━━━ The records

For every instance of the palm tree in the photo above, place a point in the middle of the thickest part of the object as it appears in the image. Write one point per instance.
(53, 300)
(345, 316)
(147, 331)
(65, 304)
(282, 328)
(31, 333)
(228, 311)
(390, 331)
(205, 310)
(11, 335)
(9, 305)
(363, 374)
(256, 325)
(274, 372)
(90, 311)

━━━━━━

■ **Task prompt**
From top to bottom, reproduce the material exactly.

■ **Answer for this exercise**
For every instance of the palm tree in the photo above, place a point in the middle of the thickest part of the object as it appears in the image. Write one point per instance.
(53, 300)
(345, 316)
(147, 331)
(65, 304)
(282, 328)
(31, 333)
(228, 311)
(390, 331)
(205, 310)
(11, 335)
(9, 305)
(363, 374)
(256, 325)
(274, 372)
(90, 311)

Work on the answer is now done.